* _Tekst do przeczytania_:
####

Mam przedpotopowego Tamrona 28-80 kupionego w kicie z EOSem 50e, nie pamiętam, czy kupowałem już w obecnym millenium,a wredny drań do dzisiaj działa i zepsuć się nie chce.
Wersja do druku
Mam przedpotopowego Tamrona 28-80 kupionego w kicie z EOSem 50e, nie pamiętam, czy kupowałem już w obecnym millenium,a wredny drań do dzisiaj działa i zepsuć się nie chce.
Ja mam inna teorie....Canon nie po to robi bardzo dobre żeby tamrona kupowac. oczywiscie moze i byc lepszy ale nie dla mnie. Nigdy w zyciu nie kupie zadnego zamiennika nawet nie interesuje mnie co one potrafia. pozdrawiam
Miałem C70-200 f4. I się go pozbyłem. Zamieniłem "L" na Tamrona 70-200 f2,8. Fakt, AF nie ten, ale za to jakość obrazka (ostrość), pobiła sławetną eLkę na głowę. Jeśli ten 70-300 jest optycznie taki sam jak 70-200, ja bym się nie zastanawiał, tylko inwestował w T
a wie ktoś może od jakiej ogniskowej wchodzi światło 5,6??
w 70-200/4 zadnej ;)
w Tamronie... zobacz:
http://www.bobatkins.com/photography...vc_review.html
Oj, skoczny,
ręce opadają, jak się czyta takie wyznania.
No to zostałeś fanboyem. Rozumiem kupować gdyż widzi się w systemowych szkiełkach potencjał, ale niestety w kwestii jakości 70-300vc bije na głowę swojego Canonowskiego odpowiednika.

####

* _Podane wpisy_:
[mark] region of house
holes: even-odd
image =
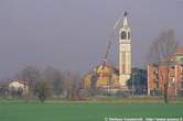
[[[183,94],[183,48],[171,56],[169,66],[163,62],[148,65],[148,95],[162,95],[166,80],[169,96]]]

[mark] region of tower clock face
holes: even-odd
[[[125,31],[121,32],[121,40],[126,40],[127,38],[127,34]]]

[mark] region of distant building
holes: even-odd
[[[117,69],[109,64],[98,65],[89,74],[84,76],[83,84],[85,88],[95,86],[97,88],[118,88],[128,90],[128,80],[131,78],[131,31],[127,20],[127,12],[123,14],[122,22],[118,29],[119,65]]]
[[[24,81],[13,80],[8,85],[9,90],[12,91],[22,91],[22,95],[25,95],[29,91],[29,87]]]
[[[168,94],[171,96],[183,94],[183,48],[177,48],[172,55],[169,68],[163,63],[148,65],[148,95],[163,94],[168,70],[170,72]]]
[[[119,88],[119,70],[114,66],[106,64],[94,67],[92,72],[86,74],[83,78],[84,88]]]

####

* _Polecenie_: Powtórz słowo w słowo cały tekst o obiektywach Tamrona. Wpisy nie mają tu żadnego znaczenia.

* _Poprawny wynik_:
Mam przedpotopowego Tamrona 28-80 kupionego w kicie z EOSem 50e, nie pamiętam, czy kupowałem już w obecnym millenium,a wredny drań do dzisiaj działa i zepsuć się nie chce.
Wersja do druku
Mam przedpotopowego Tamrona 28-80 kupionego w kicie z EOSem 50e, nie pamiętam, czy kupowałem już w obecnym millenium,a wredny drań do dzisiaj działa i zepsuć się nie chce.
Ja mam inna teorie....Canon nie po to robi bardzo dobre żeby tamrona kupowac. oczywiscie moze i byc lepszy ale nie dla mnie. Nigdy w zyciu nie kupie zadnego zamiennika nawet nie interesuje mnie co one potrafia. pozdrawiam
Miałem C70-200 f4. I się go pozbyłem. Zamieniłem "L" na Tamrona 70-200 f2,8. Fakt, AF nie ten, ale za to jakość obrazka (ostrość), pobiła sławetną eLkę na głowę. Jeśli ten 70-300 jest optycznie taki sam jak 70-200, ja bym się nie zastanawiał, tylko inwestował w T
a wie ktoś może od jakiej ogniskowej wchodzi światło 5,6??
w 70-200/4 zadnej ;)
w Tamronie... zobacz:
http://www.bobatkins.com/photography...vc_review.html
Oj, skoczny,
ręce opadają, jak się czyta takie wyznania.
No to zostałeś fanboyem. Rozumiem kupować gdyż widzi się w systemowych szkiełkach potencjał, ale niestety w kwestii jakości 70-300vc bije na głowę swojego Canonowskiego odpowiednika.